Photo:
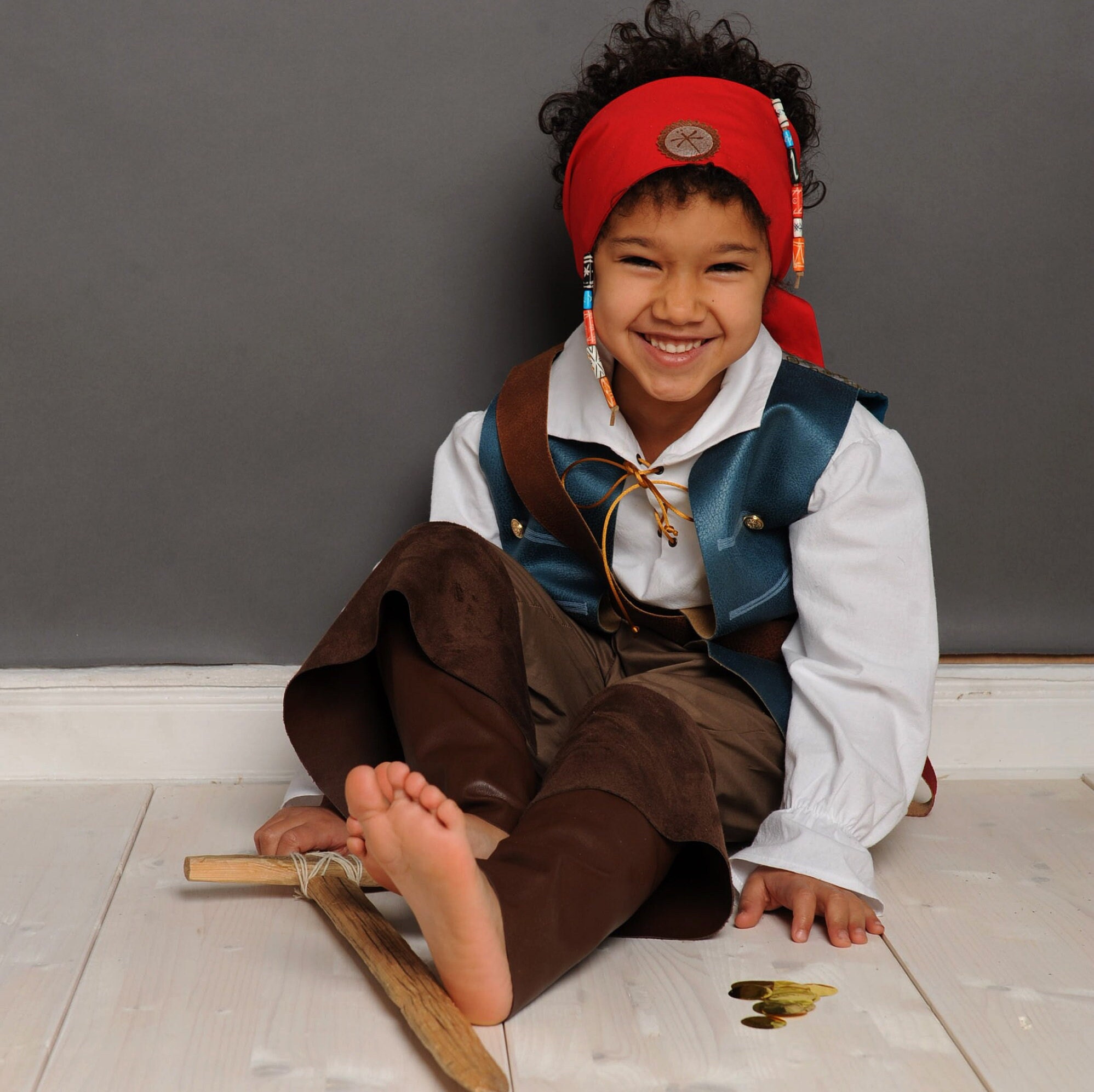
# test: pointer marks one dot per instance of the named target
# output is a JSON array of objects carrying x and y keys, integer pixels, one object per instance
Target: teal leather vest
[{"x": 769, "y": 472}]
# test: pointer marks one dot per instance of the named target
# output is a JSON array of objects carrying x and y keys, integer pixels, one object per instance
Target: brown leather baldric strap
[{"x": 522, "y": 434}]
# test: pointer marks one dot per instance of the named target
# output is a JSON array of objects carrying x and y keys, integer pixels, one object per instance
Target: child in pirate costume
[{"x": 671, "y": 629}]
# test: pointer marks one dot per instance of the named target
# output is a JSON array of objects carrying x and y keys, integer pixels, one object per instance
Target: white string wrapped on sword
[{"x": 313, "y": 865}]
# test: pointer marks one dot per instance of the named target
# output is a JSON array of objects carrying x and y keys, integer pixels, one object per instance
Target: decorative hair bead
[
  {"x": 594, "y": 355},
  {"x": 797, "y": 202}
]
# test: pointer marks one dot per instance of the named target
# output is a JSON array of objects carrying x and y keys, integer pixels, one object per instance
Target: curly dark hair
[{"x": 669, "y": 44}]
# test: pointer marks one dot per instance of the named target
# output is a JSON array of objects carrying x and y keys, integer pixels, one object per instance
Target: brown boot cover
________________________
### What to do
With the images removed, reproduce all the material above word for word.

### Answer box
Photo:
# test: pointer marks one dot per instance of the named target
# output is a JSON array of objects carrying x and y keys, integer pixels, one object per instance
Target: teal leather vest
[{"x": 769, "y": 472}]
# test: pointer marks one dot per instance of the named target
# output is a JSON array of objects carrying x and y keys, integer pixels, one object per instance
Target: brown leather baldric strap
[{"x": 522, "y": 434}]
# test: pointer marks one dot per instance of the named target
# output is a JSON array of objects carrying x and y keys, integer pixels, one object per instance
Target: child in pirate costume
[{"x": 671, "y": 629}]
# test: pointer marks one dot per instance of the named target
# output is a JSON array of objects carrying x and y keys, integer pixels, one object per instance
Target: white string wrapped on sword
[{"x": 313, "y": 865}]
# test: pointer marks one dot per instance of the named target
# output is a JSON array of objects carrying x and y keys, integer pixels, one object per instance
Target: decorative hair bead
[
  {"x": 594, "y": 355},
  {"x": 797, "y": 202}
]
# test: pointer marks one dot per instance of the named target
# output is a JSON array of objects carrying x and y keys, integer pixels, one object per instance
Target: curly dark hair
[{"x": 669, "y": 44}]
# test: pointer marks one dot per instance of the named target
# output is a JSON array of objects carrying x and y keys, integer pixels, one object per instance
Target: brown boot cover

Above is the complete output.